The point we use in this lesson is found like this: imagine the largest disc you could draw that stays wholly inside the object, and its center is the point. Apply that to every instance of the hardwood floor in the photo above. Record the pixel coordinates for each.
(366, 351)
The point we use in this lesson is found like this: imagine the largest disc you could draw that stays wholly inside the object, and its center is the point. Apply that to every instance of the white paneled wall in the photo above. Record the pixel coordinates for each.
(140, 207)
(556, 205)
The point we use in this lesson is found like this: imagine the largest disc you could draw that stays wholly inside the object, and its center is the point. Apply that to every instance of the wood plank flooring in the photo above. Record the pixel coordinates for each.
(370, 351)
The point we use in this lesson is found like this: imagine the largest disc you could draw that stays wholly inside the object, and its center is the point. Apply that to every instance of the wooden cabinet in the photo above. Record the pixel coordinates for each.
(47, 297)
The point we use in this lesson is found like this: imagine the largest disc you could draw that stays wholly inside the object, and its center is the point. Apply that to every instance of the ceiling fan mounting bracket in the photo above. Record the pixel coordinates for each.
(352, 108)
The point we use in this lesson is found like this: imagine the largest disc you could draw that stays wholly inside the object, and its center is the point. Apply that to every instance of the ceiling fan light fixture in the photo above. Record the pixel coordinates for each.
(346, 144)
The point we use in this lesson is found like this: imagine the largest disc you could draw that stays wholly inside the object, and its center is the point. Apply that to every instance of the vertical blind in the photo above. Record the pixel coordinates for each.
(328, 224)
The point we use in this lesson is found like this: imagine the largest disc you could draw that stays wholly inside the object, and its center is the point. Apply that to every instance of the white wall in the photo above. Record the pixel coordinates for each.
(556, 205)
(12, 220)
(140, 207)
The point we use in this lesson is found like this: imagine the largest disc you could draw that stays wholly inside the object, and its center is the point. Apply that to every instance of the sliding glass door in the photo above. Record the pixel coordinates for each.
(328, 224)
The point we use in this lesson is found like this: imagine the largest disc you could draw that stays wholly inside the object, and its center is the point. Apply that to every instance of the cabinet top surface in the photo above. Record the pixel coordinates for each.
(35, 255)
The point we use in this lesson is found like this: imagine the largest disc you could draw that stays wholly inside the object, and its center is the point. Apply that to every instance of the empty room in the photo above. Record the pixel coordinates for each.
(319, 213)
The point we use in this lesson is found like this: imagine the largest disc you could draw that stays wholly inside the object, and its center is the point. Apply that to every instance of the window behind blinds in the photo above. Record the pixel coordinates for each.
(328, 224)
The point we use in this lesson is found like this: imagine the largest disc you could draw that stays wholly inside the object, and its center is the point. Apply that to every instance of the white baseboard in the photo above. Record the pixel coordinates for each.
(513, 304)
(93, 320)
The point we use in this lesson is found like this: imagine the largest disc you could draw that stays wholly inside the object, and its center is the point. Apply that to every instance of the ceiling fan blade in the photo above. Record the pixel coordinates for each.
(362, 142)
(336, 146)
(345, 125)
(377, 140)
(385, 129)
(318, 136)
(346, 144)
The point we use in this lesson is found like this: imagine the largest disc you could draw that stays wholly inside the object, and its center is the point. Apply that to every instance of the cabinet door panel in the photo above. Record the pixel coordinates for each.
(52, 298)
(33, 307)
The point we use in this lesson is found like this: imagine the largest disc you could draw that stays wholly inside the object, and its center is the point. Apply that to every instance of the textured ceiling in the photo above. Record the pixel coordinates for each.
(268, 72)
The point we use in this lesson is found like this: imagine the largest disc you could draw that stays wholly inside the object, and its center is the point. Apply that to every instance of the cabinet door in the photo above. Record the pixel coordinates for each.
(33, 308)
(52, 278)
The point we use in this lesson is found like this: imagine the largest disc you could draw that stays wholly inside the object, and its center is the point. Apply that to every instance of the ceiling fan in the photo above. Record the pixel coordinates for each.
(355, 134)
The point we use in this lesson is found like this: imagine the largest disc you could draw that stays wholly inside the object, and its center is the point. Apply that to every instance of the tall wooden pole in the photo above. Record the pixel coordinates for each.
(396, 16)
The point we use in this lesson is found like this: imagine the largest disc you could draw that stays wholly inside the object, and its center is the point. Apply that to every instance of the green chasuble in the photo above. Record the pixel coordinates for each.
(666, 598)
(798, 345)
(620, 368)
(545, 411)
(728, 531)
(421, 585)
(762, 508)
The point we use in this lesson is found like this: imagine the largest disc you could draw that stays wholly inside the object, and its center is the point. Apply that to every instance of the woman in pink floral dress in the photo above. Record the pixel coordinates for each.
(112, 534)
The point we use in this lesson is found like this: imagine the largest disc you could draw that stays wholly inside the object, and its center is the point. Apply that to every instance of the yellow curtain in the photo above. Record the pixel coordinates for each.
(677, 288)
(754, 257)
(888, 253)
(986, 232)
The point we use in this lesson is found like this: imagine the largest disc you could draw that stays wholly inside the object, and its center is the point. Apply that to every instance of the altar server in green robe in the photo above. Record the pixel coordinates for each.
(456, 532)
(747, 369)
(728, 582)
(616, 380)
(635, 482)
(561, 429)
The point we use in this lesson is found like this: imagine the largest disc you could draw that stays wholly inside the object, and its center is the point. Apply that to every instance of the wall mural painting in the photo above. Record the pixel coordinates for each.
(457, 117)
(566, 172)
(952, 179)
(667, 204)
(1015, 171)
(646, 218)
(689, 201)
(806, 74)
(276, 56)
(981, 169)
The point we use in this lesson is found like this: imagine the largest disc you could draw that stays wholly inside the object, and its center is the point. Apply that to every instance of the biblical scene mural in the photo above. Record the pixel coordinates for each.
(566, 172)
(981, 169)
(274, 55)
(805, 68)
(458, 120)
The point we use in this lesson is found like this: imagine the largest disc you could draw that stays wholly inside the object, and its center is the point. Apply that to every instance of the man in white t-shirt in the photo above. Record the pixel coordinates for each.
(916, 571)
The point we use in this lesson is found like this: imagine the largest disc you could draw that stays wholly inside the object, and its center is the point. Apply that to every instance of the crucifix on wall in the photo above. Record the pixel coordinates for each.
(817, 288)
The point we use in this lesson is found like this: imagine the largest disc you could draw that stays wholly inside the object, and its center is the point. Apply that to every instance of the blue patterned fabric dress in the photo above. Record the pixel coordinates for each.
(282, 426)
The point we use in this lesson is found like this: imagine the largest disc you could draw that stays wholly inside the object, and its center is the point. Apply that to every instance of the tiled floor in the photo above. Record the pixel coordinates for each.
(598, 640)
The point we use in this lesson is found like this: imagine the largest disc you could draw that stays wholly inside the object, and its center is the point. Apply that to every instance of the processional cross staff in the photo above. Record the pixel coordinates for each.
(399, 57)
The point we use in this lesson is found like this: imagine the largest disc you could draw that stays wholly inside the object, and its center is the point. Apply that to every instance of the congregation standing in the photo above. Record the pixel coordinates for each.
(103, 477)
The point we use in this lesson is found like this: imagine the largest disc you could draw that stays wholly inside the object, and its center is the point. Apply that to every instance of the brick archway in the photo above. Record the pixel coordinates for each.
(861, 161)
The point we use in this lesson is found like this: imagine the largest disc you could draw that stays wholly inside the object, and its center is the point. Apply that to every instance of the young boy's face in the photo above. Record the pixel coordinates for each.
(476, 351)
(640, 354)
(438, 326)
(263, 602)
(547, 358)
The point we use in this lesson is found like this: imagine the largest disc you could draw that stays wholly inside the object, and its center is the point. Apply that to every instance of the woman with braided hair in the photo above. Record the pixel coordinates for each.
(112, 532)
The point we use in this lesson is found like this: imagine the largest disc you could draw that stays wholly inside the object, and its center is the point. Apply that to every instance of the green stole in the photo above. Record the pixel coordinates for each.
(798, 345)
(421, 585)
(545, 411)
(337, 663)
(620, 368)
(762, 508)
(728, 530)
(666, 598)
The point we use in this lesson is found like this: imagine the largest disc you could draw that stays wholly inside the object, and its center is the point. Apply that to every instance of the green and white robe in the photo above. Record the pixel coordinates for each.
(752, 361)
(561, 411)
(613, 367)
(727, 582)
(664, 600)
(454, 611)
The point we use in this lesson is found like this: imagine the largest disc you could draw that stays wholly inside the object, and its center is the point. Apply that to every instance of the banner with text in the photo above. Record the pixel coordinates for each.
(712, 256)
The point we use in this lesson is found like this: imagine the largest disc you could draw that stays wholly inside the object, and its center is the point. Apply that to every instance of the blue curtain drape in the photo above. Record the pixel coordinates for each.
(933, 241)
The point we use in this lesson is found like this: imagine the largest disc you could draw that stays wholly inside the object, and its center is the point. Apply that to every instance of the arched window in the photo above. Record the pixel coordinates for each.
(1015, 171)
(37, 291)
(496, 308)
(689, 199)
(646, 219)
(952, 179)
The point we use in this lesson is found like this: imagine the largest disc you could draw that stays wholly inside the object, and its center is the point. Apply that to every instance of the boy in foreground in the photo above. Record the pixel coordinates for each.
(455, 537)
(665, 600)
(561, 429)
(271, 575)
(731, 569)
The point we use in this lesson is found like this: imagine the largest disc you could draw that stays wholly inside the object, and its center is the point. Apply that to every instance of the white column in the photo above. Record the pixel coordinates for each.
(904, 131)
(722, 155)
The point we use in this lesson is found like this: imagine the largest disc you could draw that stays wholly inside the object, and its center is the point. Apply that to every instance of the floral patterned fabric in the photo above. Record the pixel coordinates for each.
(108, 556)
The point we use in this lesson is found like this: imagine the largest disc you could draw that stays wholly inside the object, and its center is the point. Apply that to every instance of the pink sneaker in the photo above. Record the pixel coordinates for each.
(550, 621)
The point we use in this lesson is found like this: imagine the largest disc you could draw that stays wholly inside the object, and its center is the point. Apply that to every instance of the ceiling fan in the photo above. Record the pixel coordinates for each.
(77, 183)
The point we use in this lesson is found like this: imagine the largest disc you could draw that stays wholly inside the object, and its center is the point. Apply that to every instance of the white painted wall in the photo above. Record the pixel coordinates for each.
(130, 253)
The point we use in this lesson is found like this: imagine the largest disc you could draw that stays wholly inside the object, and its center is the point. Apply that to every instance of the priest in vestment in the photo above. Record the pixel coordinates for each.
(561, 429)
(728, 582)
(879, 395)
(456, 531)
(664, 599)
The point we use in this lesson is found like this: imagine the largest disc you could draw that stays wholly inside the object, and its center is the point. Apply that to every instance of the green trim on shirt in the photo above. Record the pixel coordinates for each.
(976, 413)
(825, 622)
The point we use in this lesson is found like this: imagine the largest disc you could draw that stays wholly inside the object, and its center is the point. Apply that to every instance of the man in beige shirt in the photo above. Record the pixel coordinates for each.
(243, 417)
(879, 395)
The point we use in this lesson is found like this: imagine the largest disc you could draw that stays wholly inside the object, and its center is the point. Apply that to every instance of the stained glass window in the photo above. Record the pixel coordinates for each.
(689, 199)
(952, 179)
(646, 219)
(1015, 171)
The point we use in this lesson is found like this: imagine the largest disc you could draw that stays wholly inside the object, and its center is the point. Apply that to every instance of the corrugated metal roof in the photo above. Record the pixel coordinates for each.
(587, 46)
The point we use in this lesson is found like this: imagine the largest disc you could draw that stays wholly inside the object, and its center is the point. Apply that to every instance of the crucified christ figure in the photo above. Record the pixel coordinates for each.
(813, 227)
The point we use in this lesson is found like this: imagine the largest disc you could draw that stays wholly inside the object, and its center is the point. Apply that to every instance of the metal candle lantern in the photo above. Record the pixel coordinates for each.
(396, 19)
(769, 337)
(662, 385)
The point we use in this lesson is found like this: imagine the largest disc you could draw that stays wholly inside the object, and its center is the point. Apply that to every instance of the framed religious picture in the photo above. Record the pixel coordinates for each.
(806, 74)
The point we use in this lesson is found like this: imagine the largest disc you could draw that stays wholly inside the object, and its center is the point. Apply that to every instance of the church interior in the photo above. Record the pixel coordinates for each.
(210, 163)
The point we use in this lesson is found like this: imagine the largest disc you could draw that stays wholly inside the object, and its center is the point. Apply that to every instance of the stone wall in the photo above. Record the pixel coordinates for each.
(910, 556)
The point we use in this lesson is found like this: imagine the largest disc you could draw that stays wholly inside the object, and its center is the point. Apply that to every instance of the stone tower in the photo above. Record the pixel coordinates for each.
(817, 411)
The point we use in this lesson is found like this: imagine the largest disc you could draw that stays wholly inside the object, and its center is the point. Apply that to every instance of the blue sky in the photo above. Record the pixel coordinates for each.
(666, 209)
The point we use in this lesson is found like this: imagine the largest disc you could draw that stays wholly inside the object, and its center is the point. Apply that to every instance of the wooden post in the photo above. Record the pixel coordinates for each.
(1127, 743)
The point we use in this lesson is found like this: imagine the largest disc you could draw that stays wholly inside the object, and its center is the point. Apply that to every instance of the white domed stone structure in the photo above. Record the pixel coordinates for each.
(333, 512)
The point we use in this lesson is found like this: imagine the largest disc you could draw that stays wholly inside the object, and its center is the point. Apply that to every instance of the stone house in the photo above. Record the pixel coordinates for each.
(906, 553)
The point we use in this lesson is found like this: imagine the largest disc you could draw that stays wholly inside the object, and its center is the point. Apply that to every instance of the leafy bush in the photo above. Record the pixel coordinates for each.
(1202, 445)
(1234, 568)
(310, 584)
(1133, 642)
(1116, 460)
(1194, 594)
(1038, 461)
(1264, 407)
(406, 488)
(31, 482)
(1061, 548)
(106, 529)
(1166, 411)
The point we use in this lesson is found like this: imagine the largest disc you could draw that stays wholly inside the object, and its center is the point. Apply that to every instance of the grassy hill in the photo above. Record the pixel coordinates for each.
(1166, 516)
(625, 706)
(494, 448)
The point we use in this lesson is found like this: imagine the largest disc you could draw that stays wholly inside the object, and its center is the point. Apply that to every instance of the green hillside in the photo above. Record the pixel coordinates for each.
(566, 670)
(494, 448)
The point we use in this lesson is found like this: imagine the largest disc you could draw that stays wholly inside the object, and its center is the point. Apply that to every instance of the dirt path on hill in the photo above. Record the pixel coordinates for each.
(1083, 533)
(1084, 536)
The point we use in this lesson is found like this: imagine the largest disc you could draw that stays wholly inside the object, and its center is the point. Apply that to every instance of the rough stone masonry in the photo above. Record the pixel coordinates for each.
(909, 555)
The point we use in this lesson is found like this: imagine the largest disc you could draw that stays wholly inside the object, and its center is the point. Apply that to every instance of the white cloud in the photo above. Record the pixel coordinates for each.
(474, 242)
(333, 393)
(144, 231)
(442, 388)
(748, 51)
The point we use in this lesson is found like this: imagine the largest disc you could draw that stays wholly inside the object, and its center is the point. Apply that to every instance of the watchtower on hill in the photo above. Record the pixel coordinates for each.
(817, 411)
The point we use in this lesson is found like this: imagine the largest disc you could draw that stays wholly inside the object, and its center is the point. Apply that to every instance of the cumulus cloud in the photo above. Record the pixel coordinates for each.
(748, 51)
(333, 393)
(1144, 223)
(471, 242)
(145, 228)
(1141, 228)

────────────────

Retype the items without any change, starting at the line that contains "of the leafy" and ending at the line that contains "(1084, 536)", with both of those lines included.

Expected output>
The point we use in this lesson is found like this: imagine the largest disc you could draw that stays wholly inside the object, and its center is the point. Apply that to every instance of the leafy bush in the photo above. Record the pixel coordinates for each.
(1202, 445)
(1234, 568)
(310, 584)
(1133, 642)
(1116, 460)
(1194, 594)
(1038, 461)
(1264, 407)
(406, 488)
(31, 482)
(1061, 548)
(106, 529)
(1166, 411)
The point we use in this lesson is found like this: imagine the largest disc you could draw that stays wholly inside the object, and its center is the point. Apply that to every instance of the grassy hill in the photo above. Record the pixel coordinates for each.
(1166, 516)
(625, 706)
(494, 448)
The point we use in this lesson is found like this: imagine the largest disc you could draw that stays wholly inside the object, and its center is the point. Apply that to every instance of the green hillside in the photo above. Record the pixel coordinates for each.
(566, 670)
(494, 448)
The point we use in this lesson is found like this: imagine the largest disc you could draw that stays wholly inside the object, and its center is the point. Apply that to every instance of the dirt path on hill in the photo above. Record the pixel coordinates for each.
(1083, 533)
(1084, 536)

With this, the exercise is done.